I'd left the logging activities behind me so there we no longer the large expanses of greying tree stumps and shattered wood littering the heathland and I could no longer hear the sounds of machinery as it ripped the trees out and stripped the trunks of branches. The logging lorries had also stopped using this road, taking their hauls south instead to the larger roads more suitable for them.

Mountains rose up around me and I rode alongside the shores of tranquil lochs. It was silent apart from my breathing, the chain shifting across when I changed gears, or the occasional screech of a bird of prey. Ben Loyal rose in majestic glory ahead of me, then beside me. Loch Loyal was alongside the road for more than five miles. Occasionally a whitewashed house would appear in the distance but in the main this was a landscape with no sign of humans. For several hours I rode in total bliss, not quite believing how lucky I was to be able to cycle in such glorious countryside.




As I was passing Loch Loyal lodge I heard the sound of a fighter jet plane. The night before, Vaughan had chatted to the Crask Inn owner about a photo of a Typhoon fighter jet that was in the gent's toilet of the bar. The RAF use the Highlands to practice their low flying, annoying fisherman and walkers, and one the pilots had stayed in the Inn whilst having a walking break and donated the photo. I hadn't seen or heard a jet plane since I'd left the North West of England though, so was interested to hear one now.

The sound got louder very quickly and I looked up to see a sleek black plane flying down along the Loch, extremely close to the water, and headed straight for me. As it passed the sound was incredible and I hunched my shoulders in an effort to block my ears as I couldn't put my hands over them. I screamed, more with delight than anything else. I know, having chatted to Vaughan and Liz, that the pilot was almost certainly having some fun 'buzzing' me but at the time it felt like he was flying in to say hello and acknowledge that I'd nearly completed my journey across the UK. Once the plane had disappeared and silence had returned I started crying. The shock had stirred my emotions and brought to the surface how happy I was, pleased to be alive and able to take a month to just cycle alone, and grateful for all the support I was getting from friends and family. Tears streamed down my face as I continued to pedal along and look around me.

Just before I got to Tongue and the coast, I saw a large bird of prey sitting on a fence post ahead of me. There are eagles in this part of Scotland and I was keen to establish whether this was indeed one of them, or just another raptor like the many I'd seen. It kept flying ahead of me then settling on another post just too far away for me to get a good look at its beak or feathers. It looked larger than anything else I'd seen, but I'll never know what it was as I didn't stop to look at it through binoculars and identify it from a book of birds; I wasn't carrying either with me, and needed to keep cycling anyway. Just as the 'eagle' flew off for the final time I heard a large rustling in the grass to the left of the road. I was used to hearing small rustles as birds or small mammals were startled by my passing, and I'd seen field mice, stoats, rabbits, and pheasants running along and across the road in front of me many times. This was a bigger sound though so I turned to look and just caught the sight of two deer leaping away from the road towards the cover of trees. Again, I can't tell you what kind of deer they were, but I was pleased to have seen some as I'd been passing road signs warning of deer on the road for about 40 miles. It was one of the less unusual road signs of the trip. I'd been warned about red squirrels in the Lake District (and seen two at close quarters), and frogs somewhere else. I'd almost grown oblivious to the signs about cattle and sheep.

• [Extracted entries]:
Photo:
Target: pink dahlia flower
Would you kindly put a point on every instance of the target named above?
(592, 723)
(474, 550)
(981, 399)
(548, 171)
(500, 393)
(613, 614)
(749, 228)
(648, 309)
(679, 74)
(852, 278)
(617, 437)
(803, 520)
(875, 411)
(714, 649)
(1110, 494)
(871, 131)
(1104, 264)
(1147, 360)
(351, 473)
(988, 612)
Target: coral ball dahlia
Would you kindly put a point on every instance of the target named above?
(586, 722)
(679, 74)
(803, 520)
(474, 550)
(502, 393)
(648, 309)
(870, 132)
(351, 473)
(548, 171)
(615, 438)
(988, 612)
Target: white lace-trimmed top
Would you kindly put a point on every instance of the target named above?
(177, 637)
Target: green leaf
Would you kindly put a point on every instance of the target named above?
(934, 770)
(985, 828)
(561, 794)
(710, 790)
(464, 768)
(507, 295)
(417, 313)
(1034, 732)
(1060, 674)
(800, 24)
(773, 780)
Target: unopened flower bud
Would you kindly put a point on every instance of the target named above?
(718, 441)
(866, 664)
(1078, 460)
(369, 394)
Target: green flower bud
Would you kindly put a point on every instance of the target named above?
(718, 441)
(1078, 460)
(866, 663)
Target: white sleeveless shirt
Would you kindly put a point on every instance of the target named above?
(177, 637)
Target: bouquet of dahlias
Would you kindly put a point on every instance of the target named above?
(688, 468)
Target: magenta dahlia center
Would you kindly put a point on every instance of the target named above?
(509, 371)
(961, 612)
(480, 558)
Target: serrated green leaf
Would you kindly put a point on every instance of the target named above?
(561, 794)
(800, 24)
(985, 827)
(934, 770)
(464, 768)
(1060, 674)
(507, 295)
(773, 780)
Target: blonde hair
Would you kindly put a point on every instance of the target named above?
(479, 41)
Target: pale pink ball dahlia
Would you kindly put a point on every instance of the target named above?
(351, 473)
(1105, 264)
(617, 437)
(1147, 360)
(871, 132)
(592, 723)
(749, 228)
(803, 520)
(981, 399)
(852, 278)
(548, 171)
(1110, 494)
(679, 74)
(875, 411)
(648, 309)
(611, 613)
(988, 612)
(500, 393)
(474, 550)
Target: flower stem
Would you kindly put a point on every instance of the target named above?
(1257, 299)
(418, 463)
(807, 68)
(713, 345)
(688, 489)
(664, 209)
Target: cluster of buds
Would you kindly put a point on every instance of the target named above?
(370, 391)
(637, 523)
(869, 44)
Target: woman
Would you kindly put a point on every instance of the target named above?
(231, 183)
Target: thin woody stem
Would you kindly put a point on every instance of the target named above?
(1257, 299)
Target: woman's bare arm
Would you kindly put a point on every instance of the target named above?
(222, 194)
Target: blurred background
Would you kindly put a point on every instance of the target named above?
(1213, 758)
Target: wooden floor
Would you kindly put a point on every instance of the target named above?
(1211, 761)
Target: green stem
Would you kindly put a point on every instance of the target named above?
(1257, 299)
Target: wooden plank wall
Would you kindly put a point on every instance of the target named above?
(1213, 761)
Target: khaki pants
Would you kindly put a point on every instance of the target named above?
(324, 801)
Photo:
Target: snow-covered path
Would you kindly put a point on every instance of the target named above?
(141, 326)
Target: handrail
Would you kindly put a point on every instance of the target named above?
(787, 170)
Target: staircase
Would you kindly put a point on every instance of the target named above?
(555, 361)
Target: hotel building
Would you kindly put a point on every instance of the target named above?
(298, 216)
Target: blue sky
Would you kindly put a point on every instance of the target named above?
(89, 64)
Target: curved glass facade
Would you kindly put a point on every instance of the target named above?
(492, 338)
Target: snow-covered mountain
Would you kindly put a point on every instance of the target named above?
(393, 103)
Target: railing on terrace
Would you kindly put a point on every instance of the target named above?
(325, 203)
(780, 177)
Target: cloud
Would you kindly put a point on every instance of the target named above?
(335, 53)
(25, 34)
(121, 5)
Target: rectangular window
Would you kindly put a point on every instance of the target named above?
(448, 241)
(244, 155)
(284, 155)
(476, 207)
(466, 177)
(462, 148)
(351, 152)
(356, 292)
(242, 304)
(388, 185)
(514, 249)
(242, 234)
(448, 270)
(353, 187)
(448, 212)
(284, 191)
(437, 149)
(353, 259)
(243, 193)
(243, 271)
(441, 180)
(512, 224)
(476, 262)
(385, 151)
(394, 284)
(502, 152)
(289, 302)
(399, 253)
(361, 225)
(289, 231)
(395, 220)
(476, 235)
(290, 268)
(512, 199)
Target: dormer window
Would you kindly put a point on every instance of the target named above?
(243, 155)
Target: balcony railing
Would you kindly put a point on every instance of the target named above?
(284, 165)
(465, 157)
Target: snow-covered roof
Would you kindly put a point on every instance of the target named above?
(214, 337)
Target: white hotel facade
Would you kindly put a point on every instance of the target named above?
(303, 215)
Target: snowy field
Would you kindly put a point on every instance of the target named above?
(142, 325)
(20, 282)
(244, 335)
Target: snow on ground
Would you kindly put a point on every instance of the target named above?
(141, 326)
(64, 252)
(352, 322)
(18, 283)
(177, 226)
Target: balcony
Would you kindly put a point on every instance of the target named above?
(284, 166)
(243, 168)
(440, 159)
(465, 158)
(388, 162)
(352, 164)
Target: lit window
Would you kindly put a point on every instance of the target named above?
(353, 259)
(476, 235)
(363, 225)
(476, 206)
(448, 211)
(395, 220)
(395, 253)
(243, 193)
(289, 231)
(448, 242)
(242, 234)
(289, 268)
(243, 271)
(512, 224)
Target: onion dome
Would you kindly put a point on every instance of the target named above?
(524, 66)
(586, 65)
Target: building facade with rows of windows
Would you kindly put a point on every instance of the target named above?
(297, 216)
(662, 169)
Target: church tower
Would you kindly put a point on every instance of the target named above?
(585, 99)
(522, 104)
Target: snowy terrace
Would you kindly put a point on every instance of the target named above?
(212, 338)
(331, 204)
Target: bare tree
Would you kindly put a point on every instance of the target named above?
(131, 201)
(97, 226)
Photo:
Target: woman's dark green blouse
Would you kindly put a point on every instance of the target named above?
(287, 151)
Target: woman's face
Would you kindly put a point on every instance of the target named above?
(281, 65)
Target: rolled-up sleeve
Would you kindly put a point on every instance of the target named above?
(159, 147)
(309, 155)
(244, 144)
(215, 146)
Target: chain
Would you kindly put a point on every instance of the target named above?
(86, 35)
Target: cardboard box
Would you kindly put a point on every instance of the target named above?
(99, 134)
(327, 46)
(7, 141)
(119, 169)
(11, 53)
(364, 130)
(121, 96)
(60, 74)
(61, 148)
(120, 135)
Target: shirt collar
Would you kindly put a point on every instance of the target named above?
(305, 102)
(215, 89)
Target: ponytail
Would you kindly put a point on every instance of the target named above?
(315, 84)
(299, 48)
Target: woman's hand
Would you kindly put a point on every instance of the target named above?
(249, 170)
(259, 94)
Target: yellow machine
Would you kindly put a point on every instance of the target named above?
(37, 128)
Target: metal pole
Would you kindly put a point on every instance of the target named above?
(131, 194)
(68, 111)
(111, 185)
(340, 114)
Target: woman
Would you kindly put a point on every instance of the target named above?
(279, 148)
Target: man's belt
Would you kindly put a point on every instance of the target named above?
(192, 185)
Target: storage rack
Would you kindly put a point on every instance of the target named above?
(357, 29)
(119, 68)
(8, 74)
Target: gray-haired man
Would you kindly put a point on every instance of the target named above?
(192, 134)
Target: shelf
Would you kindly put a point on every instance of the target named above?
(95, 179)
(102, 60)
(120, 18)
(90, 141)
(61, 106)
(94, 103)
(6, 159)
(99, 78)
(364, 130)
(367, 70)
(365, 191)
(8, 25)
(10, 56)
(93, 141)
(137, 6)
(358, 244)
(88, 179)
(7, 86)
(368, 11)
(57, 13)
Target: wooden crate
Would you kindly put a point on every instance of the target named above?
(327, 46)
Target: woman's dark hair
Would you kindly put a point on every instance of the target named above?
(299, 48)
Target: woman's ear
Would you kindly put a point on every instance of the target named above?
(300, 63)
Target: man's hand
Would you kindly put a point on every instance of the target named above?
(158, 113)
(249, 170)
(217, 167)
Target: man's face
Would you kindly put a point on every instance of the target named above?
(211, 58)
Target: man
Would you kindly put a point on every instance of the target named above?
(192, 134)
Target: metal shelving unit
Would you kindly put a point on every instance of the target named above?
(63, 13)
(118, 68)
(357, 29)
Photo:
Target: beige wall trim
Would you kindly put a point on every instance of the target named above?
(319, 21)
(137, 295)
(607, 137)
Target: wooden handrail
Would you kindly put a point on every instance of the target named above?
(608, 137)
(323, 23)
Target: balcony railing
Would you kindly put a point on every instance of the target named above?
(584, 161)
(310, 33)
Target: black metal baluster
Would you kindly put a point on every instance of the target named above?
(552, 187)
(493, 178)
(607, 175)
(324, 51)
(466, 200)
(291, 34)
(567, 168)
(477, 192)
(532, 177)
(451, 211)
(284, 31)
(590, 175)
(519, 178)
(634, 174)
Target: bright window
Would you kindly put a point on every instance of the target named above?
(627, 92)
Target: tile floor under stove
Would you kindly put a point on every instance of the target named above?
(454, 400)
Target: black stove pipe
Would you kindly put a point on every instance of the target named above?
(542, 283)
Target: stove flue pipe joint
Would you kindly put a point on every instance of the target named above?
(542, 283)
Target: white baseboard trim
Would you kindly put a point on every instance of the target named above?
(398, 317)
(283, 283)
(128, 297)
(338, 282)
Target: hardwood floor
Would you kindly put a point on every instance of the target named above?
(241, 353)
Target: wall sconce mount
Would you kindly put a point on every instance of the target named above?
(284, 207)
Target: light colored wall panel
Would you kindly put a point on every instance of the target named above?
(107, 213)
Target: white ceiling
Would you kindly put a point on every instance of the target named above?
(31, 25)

• [Actions to take]:
1. Answer from the cycling account:
(a) For how many miles did Loch Loyal run alongside the road?
(b) Where in the Crask Inn was the photo of the Typhoon fighter jet hanging?
(c) For about how many miles had the rider been passing signs warning of deer on the road?
2. Render this sentence from the cycling account in Spanish: "Loch Loyal was alongside the road for more than five miles."
3. Extend the cycling account beyond its last sentence, keeping its first-person voice and tone.
The records were taken from a separate source.

• [Answers to the tasks]:
1.
(a) More than five miles.
(b) In the gent's toilet of the bar.
(c) About 40 miles.

2. El Loch Loyal estuvo junto a la carretera a lo largo de más de cinco millas.

3.
I'd arranged to meet Vaughan and Liz with the van at Tongue, where the A836 turns east to follow the coast along to Thurso. We'd all thought I would need to have lunch in the van due to the absence of pubs and cafes, but Vaughan sent me a text saying Tongue had a hotel that served food all day so they would push on to Thurso to find a campsite and get the van and tent ready for me arriving.

I found the Tongue Hotel easily, following the signs for the village just off my route 1 road. It was a lot posher then I usually stopped at for lunch, with full traditional Scottish decor and wood panelled lounge, but the receptionist didn't seem at all phased by me walking in clad in cycling gear and asking of there was a table for one for lunch in their restaurant. They probably get lots of End to End cyclists coming in and there's only the one road north between Bonar Bridge and Tongue, and they seemed to be the only place to sit down and eat in Tongue.

I sat looking at the views across the mouth of the Kinloch River and the distinctive curved causeway as I waited for my beef burger, drank my tea, and wrote some postcards.

The afternoon's riding was very different to the morning's. I was facing into the easterly wind so the going was harder. Route 1 stays on the A836 but the road was single carriageway in the main rather than single track, and whilst it never got busy there was noticeably more traffic. I was hugging the most northerly coast of mainland Scotland so I looked out to sea on my left and passed lots of abandoned crofter cottages from The Clearances. The biggest difference was the gradients, however. Whilst having my lunch I'd checked the map for the afternoon and saw lots of double chevrons on my route, indicating very steep hills. In its own way this was a wonderful afternoon's riding, with stunning views of sandy coves and Orkney gradually appearing on the horizon, but it was very hard work and I consumed several energy bars to keep me going.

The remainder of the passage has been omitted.